Aim of the task –
Reproduce the material below word for word, leaving out the pictures.

>> begin

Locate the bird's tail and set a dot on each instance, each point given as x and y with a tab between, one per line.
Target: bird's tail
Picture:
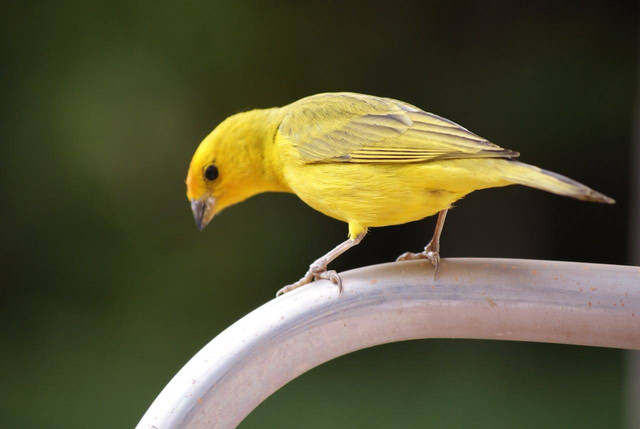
529	175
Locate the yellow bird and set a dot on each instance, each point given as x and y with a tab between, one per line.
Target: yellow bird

>> end

Exercise response –
Locate the bird's tail and set a dot on each instance, each point given as x and y with a tab between, one per line.
Target: bird's tail
Picture:
529	175
Locate the yellow bird and set a dot on each instance, each point given as x and y with a tab between, one per line.
Target: yellow bird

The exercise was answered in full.